[[ Given passage, beginning ]]
COVID-19 could become a 'seasonal menace' in the future says UN task team
The team insisted that weather and climate conditions alone should for now not be the trigger for loosening anti-Covid restrictions.

A hospital staff receives a COVID-19 vaccine at a government Hospital in Hyderabad, India, Friday, Jan. 22, 2021. India kicked off its massive vaccination drive on Jan. 17, with a goal of inoculating 300 million of its nearly 1.4 billion people. (AP Photo/Mahesh Kumar A.)
Covid-19 appears likely to develop into a seasonal disease, the United Nations said Thursday, cautioning though against relaxing pandemic-related measures simply based on meteorological factors. More than a year after the novel coronavirus first surfaced in China, a number of mysteries still surround the spread of the disease that has killed nearly 2.7 million people worldwide. In its first report, an expert team tasked with trying to shed light on one of those mysteries by examining potential meteorological and air quality influences on the spread of Covid-19, found some indications the disease would develop into a seasonal menace.
The 16-member team set up by the UN's World Meteorological Organization pointed out that respiratory viral infections are often seasonal, "in particular the autumn-winter peak for influenza and cold-causing coronaviruses in temperate climates."
"This has fuelled expectations that, if it persists for many years, Covid-19 will prove to be a strongly seasonal disease," it said in a statement.
Modelling studies anticipate that transmission of SARS-CoV-2, the virus that causes Covid-19 disease, "may become seasonal over time".
Trigger?
But Covid-19 transmission dynamics so far appear to have been influenced mainly by government interventions like mask mandates and travel restrictions, they said, rather than the weather.
The task team, therefore, insisted that weather and climate conditions alone should for now not be the trigger for loosening anti-Covid restrictions.
"At this stage, evidence does not support the use of meteorological and air quality factors as a basis for governments to relax their interventions aimed at reducing transmission," said task team co-chair Ben Zaitchik of the earth and planetary sciences department at The John Hopkins University in the United States.
He pointed out that during the first year of the pandemic, infections in some places rose in warm seasons, "and there is no evidence that this couldn't happen again in the coming year".
The experts, who focused only on outdoor meteorology and air quality conditions in the report, said laboratory studies had provided some evidence the virus survives longer in cold, dry weather and when there is low ultraviolet radiation.
But it remained unclear whether meteorological influences "have a meaningful influence on transmission rates under real world conditions".
They also highlighted that evidence around the impact of air quality on the virus remained "inconclusive".
There was some preliminary evidence that poor air quality increases Covid-19 mortality rates, "but not that pollution directly impacts airborne transmission of SARS-CoV-2".
[[ Given passage, end ]]
Assignment: Transcribe the part of the news report on COVID-19 seasonality that begins at the words "COVID-19 could become" and stops after the words "Photo/Mahesh Kumar A.)". Only the news report above is needed to complete this.
[[ Material supplied, beginning ]]
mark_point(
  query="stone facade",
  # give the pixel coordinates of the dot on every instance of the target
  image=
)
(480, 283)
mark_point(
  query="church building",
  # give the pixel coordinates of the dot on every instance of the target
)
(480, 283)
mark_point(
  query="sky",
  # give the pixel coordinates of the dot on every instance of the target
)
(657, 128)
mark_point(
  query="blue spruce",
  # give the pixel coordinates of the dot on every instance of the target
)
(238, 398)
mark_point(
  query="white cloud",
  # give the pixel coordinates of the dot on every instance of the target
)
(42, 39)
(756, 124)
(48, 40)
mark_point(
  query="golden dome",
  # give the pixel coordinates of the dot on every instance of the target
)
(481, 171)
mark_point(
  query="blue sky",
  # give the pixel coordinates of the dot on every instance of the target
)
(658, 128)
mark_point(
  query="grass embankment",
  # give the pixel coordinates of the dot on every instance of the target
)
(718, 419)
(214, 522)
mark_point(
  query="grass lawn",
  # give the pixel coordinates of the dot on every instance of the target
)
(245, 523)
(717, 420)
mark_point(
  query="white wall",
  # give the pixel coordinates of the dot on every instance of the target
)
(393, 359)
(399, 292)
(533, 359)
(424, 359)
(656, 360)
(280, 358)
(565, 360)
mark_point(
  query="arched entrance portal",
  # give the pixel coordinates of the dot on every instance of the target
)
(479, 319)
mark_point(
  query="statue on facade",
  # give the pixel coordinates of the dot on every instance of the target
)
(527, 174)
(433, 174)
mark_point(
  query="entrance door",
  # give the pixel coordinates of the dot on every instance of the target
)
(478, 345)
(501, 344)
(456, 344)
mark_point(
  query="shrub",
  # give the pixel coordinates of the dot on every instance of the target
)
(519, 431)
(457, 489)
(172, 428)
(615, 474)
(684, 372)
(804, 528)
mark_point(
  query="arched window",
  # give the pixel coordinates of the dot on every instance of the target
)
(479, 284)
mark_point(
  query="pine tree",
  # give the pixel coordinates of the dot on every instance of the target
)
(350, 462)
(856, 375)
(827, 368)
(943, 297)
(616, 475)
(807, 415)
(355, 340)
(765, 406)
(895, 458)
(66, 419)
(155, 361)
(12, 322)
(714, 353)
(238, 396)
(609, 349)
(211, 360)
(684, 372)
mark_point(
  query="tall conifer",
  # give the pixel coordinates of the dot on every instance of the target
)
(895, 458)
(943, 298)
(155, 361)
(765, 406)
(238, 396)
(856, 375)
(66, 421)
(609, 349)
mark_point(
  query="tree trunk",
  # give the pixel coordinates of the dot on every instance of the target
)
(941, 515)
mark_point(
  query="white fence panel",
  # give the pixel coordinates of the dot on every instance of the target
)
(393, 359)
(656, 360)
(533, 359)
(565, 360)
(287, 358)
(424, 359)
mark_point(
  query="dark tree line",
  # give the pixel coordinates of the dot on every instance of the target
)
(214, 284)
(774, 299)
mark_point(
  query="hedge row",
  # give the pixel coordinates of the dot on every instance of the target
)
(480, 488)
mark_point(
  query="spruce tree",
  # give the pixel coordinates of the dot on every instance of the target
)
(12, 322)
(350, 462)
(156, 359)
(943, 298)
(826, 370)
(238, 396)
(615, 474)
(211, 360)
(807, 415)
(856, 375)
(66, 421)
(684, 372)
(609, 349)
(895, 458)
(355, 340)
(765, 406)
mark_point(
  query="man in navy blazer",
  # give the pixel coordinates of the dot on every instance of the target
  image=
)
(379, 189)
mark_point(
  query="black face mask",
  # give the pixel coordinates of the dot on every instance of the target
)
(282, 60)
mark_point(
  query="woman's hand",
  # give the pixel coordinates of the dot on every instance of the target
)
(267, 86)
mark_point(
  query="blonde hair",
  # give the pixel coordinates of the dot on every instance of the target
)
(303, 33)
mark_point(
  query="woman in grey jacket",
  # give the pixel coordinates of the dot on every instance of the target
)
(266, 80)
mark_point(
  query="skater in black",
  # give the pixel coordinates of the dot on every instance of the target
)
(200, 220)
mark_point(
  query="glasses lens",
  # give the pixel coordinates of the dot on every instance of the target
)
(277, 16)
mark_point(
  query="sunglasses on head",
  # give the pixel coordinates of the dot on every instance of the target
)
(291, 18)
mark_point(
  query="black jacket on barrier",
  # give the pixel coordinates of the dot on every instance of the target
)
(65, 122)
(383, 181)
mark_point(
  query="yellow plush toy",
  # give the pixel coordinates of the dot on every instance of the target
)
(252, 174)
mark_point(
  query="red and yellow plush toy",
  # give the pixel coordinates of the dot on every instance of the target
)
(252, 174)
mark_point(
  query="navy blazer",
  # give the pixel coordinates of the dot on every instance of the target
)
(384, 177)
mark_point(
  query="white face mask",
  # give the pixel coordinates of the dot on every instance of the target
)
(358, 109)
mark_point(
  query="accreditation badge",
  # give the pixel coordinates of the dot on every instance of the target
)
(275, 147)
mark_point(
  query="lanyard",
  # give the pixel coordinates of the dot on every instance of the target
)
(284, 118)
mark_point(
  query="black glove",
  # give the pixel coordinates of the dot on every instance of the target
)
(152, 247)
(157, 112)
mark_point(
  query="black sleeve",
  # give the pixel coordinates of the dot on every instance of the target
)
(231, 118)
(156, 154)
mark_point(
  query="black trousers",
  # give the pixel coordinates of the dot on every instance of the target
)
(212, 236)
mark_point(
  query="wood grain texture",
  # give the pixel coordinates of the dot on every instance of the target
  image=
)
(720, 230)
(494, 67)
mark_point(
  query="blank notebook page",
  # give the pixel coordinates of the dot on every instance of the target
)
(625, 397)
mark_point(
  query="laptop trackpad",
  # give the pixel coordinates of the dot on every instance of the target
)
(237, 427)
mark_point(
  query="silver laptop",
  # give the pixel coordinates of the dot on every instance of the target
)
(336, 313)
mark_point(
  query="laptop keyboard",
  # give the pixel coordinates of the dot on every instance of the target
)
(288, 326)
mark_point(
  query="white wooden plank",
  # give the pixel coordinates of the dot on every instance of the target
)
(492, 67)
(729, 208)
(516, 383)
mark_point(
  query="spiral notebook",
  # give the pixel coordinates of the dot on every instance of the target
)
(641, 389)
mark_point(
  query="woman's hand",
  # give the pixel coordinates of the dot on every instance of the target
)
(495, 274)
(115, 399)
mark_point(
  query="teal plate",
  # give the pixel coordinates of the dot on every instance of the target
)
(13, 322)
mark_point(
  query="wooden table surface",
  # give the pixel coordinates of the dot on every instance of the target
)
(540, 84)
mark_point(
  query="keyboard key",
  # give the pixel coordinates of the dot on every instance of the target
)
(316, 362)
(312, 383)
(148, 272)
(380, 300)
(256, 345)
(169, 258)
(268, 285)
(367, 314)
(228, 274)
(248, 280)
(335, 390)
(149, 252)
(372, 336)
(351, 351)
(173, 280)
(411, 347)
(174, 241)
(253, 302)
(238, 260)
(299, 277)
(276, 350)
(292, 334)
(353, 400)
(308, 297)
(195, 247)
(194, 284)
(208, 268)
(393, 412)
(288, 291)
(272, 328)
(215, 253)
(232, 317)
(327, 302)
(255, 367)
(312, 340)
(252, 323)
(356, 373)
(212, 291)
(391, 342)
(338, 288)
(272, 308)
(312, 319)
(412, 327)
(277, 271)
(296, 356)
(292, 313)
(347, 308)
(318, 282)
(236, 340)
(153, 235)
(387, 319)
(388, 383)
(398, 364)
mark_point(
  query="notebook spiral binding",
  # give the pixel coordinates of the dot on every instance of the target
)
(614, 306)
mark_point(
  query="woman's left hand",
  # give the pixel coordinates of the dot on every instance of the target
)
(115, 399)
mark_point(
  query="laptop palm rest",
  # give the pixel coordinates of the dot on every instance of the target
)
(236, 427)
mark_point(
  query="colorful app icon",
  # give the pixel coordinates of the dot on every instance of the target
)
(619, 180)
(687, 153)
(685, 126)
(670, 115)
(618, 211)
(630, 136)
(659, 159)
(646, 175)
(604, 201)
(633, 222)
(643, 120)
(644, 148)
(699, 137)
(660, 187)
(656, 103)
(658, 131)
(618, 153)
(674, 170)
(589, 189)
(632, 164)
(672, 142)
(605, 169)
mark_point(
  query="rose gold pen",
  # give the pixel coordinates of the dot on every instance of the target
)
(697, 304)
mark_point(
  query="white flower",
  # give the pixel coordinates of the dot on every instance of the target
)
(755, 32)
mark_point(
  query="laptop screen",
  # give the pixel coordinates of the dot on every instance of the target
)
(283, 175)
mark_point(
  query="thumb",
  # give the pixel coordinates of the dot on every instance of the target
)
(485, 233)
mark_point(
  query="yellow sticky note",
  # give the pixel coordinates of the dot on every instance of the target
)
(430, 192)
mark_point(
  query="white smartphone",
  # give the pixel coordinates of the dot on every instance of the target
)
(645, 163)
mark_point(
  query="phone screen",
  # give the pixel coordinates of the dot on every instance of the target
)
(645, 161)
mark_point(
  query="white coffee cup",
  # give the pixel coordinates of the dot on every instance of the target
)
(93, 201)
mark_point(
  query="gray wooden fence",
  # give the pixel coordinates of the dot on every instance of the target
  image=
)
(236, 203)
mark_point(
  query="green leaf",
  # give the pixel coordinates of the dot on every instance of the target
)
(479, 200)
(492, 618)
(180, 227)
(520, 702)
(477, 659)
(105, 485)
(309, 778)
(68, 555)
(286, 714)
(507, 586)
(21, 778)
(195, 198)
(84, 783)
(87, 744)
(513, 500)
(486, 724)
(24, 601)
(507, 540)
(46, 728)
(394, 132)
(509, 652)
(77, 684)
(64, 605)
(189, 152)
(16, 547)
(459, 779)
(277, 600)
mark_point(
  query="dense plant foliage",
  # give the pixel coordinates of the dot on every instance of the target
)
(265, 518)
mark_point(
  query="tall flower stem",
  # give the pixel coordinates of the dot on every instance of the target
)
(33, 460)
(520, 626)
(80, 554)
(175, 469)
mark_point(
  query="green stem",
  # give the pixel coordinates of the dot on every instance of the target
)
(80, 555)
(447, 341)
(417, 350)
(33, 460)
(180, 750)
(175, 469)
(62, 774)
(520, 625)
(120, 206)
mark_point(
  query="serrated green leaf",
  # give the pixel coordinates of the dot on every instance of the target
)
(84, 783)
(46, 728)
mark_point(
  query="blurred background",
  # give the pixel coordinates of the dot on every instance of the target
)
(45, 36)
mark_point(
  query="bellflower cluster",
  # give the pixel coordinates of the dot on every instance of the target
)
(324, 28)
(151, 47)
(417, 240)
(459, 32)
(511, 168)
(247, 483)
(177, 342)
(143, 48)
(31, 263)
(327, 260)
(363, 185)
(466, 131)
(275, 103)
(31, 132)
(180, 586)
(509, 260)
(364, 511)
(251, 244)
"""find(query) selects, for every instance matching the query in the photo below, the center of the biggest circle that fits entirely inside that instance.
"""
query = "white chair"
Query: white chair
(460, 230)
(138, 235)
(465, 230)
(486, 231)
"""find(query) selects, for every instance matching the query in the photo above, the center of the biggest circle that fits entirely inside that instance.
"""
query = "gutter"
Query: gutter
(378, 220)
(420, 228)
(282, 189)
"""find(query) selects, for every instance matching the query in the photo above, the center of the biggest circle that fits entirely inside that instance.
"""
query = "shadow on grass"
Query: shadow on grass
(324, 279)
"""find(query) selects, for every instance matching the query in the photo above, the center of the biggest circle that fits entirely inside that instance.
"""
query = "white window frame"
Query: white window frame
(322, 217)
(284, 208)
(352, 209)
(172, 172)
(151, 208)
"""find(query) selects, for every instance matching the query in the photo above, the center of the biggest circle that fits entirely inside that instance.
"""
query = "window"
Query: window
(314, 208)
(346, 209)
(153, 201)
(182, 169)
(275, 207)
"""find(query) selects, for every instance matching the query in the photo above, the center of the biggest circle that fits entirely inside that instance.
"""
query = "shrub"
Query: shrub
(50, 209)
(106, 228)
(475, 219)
[[ Material supplied, end ]]
The completed task:
COVID-19 could become a 'seasonal menace' in the future says UN task team
The team insisted that weather and climate conditions alone should for now not be the trigger for loosening anti-Covid restrictions.

A hospital staff receives a COVID-19 vaccine at a government Hospital in Hyderabad, India, Friday, Jan. 22, 2021. India kicked off its massive vaccination drive on Jan. 17, with a goal of inoculating 300 million of its nearly 1.4 billion people. (AP Photo/Mahesh Kumar A.)